── RECORDS FOR THE EXERCISE

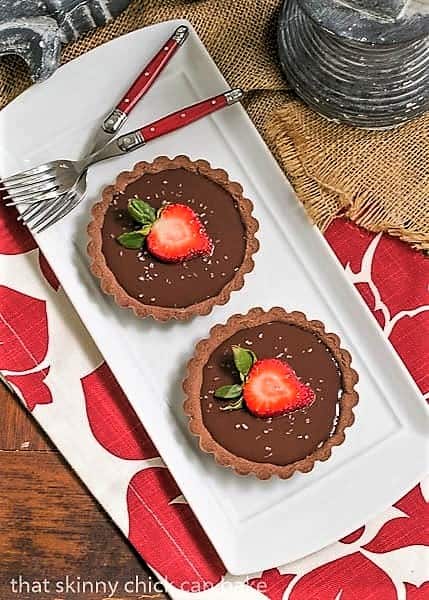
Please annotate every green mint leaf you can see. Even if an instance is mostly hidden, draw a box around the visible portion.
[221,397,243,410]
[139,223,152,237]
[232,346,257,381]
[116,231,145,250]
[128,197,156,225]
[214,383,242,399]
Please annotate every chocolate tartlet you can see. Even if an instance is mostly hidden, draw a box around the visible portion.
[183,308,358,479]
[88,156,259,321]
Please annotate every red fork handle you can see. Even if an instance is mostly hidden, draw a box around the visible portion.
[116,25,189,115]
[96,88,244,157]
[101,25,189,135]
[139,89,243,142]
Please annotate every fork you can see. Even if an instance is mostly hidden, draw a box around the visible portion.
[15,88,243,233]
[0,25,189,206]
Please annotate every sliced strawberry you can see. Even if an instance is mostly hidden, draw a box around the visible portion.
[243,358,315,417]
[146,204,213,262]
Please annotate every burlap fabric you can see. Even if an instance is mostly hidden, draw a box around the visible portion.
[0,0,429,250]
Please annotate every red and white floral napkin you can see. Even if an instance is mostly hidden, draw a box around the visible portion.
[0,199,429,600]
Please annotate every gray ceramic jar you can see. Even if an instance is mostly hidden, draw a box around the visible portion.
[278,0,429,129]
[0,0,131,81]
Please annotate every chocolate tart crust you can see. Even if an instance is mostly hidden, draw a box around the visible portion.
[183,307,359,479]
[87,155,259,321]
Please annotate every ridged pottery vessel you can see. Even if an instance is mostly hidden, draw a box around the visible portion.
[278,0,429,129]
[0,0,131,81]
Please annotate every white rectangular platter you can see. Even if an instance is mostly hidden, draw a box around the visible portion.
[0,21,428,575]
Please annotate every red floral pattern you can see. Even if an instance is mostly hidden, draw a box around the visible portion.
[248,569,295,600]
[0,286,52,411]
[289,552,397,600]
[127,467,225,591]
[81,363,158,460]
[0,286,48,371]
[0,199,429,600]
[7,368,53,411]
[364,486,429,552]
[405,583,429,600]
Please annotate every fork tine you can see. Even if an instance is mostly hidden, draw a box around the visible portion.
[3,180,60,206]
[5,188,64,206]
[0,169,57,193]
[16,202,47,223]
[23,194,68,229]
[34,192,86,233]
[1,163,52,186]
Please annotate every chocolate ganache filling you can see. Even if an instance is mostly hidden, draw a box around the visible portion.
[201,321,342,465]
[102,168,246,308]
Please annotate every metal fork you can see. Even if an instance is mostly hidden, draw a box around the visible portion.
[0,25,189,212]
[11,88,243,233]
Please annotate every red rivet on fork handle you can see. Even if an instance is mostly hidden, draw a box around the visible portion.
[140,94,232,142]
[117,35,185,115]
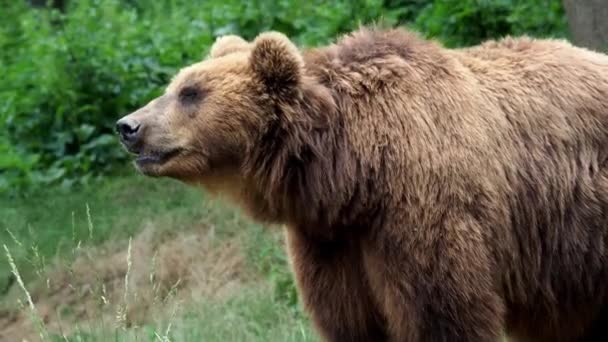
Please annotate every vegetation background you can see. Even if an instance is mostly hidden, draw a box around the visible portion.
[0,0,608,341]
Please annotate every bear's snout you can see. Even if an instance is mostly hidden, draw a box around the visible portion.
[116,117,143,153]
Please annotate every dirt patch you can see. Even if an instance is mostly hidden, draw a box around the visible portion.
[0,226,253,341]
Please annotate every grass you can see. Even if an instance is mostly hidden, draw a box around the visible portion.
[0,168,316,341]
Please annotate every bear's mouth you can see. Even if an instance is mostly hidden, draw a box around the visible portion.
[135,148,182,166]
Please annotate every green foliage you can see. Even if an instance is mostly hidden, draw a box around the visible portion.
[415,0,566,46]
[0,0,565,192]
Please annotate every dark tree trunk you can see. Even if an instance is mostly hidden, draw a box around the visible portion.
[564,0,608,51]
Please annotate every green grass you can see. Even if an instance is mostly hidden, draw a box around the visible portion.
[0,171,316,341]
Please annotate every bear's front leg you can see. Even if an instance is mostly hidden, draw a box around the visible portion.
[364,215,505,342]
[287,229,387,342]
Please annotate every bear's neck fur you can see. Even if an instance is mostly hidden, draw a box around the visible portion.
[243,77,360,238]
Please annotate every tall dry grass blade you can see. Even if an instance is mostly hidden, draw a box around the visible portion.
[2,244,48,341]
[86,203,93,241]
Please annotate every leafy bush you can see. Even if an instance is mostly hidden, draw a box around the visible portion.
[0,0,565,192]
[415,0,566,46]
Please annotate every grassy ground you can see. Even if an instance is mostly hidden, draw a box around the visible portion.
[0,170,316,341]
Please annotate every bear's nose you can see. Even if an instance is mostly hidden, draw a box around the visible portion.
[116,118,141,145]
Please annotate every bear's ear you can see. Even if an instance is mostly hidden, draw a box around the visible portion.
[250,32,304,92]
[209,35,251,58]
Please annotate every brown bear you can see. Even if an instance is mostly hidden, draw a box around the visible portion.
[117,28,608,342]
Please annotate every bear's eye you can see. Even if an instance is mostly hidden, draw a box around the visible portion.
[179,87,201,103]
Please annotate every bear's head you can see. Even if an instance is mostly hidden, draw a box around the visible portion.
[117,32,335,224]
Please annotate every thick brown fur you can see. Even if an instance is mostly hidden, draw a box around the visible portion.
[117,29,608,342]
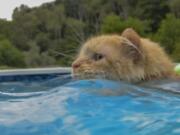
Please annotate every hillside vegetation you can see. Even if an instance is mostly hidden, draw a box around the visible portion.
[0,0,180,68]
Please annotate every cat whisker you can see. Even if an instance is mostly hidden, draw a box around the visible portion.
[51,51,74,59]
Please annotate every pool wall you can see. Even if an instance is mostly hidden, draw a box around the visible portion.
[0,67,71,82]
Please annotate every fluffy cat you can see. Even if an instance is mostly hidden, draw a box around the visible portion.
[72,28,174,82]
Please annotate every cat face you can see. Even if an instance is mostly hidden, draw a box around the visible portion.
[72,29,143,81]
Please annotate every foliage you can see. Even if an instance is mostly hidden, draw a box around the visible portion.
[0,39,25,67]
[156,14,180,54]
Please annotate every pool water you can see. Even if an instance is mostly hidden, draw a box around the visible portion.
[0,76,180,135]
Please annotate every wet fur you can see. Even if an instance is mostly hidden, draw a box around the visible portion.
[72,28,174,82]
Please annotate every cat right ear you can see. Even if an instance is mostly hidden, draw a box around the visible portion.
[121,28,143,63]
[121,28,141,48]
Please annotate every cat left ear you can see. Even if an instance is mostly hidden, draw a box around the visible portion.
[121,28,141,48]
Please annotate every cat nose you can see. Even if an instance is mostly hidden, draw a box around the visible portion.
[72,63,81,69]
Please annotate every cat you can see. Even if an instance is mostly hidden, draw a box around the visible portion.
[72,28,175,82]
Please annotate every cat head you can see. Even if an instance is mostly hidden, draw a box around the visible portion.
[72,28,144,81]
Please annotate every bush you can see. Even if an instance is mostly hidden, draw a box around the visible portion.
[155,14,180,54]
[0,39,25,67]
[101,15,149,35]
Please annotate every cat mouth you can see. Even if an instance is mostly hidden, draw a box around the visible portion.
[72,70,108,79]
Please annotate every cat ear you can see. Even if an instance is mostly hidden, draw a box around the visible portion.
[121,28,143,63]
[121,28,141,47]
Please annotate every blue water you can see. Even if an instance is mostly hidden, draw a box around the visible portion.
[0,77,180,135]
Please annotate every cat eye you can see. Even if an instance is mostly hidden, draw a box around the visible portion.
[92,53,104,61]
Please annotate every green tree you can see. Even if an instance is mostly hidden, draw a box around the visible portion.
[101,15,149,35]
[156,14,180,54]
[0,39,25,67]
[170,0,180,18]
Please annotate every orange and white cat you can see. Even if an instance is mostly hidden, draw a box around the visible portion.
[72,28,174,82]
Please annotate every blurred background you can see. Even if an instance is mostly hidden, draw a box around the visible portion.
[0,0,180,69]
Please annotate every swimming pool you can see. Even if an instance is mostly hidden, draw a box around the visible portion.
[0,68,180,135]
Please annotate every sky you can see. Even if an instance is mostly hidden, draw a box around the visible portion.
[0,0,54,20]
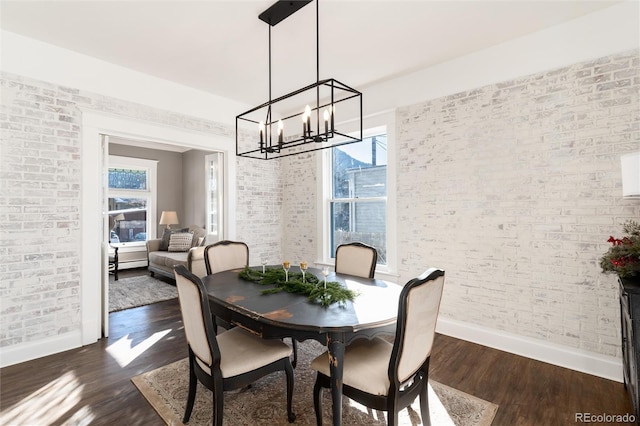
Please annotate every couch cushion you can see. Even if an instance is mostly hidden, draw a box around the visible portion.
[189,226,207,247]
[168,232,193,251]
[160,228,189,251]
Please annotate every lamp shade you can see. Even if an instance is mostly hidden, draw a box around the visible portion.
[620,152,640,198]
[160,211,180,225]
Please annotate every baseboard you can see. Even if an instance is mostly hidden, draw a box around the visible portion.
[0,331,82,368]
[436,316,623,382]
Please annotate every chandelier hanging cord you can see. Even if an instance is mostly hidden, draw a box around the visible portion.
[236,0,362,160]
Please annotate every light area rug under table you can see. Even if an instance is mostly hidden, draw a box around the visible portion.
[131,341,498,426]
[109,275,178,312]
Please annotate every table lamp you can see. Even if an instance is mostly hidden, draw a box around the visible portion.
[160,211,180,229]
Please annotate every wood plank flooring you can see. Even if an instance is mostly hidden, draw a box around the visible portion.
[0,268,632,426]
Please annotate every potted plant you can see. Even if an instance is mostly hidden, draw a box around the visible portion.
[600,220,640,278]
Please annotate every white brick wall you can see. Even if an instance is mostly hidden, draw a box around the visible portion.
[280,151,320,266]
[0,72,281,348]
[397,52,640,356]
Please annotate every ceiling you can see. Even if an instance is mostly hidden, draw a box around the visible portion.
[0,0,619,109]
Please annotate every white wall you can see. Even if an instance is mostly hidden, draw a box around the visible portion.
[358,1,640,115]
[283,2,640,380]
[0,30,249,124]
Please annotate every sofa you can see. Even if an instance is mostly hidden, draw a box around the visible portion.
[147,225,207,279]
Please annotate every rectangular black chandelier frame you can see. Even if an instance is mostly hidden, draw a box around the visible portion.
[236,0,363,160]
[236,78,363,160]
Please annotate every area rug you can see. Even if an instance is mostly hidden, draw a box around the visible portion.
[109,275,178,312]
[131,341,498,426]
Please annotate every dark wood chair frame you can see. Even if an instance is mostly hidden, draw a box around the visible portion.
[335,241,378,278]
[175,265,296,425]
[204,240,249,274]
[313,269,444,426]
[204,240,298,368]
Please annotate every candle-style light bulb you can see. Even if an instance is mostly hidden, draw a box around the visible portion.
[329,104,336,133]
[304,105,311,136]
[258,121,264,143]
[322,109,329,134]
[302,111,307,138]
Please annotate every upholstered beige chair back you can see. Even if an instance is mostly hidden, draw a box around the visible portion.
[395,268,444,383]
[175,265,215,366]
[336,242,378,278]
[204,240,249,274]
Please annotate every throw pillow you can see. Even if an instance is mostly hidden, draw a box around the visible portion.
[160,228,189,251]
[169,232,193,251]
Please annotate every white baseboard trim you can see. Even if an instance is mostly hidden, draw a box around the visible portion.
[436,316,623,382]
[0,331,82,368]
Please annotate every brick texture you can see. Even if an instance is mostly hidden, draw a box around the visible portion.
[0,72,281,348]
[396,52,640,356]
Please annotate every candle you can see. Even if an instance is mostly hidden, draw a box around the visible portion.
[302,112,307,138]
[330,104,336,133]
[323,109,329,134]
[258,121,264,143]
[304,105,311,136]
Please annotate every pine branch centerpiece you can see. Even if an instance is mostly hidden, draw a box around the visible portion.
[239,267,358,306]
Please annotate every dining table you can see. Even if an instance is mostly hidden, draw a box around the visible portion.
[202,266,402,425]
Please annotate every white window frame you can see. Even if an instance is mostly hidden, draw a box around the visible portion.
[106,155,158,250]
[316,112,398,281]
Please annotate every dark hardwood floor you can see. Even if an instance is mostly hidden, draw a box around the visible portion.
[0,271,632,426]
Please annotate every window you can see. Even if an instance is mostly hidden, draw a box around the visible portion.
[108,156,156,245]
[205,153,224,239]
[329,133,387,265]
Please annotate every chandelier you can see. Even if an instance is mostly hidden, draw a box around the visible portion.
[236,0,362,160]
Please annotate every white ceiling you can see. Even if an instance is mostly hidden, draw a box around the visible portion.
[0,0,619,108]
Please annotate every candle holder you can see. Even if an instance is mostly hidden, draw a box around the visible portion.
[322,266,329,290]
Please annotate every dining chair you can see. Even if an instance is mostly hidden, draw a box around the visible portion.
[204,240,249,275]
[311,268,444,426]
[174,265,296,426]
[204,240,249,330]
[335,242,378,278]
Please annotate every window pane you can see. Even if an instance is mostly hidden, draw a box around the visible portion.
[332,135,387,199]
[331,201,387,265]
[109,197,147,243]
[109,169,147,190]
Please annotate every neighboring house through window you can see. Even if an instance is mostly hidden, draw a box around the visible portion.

────

STATED TASK: Locate every line in the rows above that contains the word "bush", and copy each one.

SOLUTION:
Please annotate every leafy bush you can see. Even if an instance is mostly hidden, draw a box around the visible portion.
Please annotate every bush you can see. Even if an instance is mostly hidden, draw a box around the visible portion.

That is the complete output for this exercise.